Object point labels
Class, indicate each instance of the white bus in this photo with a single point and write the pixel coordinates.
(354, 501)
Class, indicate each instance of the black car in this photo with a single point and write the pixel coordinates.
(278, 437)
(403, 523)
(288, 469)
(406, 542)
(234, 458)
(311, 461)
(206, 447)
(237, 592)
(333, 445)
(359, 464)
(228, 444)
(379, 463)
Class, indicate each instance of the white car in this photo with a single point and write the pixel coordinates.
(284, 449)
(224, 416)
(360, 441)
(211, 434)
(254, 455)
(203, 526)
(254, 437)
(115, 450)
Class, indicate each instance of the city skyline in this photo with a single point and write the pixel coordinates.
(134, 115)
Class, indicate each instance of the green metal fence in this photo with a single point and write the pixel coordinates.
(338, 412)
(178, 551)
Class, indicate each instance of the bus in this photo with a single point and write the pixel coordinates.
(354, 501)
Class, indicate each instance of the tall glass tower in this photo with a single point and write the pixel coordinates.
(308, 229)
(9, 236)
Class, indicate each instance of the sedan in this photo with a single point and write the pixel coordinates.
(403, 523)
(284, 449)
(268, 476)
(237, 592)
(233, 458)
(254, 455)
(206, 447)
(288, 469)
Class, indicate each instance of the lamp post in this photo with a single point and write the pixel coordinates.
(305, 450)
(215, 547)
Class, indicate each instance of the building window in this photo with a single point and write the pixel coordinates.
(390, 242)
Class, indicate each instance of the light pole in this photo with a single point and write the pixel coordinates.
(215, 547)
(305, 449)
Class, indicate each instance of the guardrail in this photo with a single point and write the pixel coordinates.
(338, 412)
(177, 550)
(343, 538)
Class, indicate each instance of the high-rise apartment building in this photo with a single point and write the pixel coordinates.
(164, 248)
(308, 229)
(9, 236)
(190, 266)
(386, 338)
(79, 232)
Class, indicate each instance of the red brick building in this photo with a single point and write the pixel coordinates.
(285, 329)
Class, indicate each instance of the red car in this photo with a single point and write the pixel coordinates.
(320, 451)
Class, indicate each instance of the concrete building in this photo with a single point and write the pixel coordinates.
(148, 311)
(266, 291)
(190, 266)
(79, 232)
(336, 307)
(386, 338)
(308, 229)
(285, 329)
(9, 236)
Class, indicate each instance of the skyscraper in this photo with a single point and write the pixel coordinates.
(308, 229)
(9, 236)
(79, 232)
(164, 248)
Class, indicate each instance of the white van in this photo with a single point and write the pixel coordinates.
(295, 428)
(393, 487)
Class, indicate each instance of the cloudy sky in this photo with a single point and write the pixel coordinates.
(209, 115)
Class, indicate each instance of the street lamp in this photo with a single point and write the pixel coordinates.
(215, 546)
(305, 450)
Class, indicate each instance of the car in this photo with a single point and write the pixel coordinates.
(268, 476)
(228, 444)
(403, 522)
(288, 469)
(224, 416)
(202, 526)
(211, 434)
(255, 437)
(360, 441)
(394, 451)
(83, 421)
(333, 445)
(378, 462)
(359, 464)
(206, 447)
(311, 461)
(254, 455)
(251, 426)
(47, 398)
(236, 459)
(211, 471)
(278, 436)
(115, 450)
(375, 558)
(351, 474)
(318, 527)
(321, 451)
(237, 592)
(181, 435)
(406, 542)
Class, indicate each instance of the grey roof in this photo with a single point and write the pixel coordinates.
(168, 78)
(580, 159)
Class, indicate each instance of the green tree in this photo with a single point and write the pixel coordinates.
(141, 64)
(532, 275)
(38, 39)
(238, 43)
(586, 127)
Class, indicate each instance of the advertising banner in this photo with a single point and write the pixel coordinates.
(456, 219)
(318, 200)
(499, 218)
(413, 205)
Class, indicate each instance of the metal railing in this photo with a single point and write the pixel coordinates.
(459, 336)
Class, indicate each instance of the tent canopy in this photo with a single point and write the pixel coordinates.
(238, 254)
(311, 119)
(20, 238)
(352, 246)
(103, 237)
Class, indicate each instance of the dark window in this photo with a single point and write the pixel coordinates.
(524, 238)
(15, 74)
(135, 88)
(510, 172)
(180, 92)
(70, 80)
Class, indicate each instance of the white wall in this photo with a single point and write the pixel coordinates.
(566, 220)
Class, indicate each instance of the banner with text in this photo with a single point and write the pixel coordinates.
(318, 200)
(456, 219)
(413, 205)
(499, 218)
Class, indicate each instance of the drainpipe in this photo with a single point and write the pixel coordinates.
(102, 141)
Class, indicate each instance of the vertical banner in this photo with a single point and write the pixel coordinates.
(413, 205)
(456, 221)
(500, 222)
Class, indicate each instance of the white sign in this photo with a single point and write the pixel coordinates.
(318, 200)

- **Task requirements**:
Reproduce the stretch of material from the line containing "Class, indicate each instance of the white sign" through the end of the material, replacing "white sign" with "white placard" and leaving everything else unchanged.

- **Complete response**:
Class, indicate each instance of the white placard in this photo with a single point and write the pixel coordinates.
(318, 200)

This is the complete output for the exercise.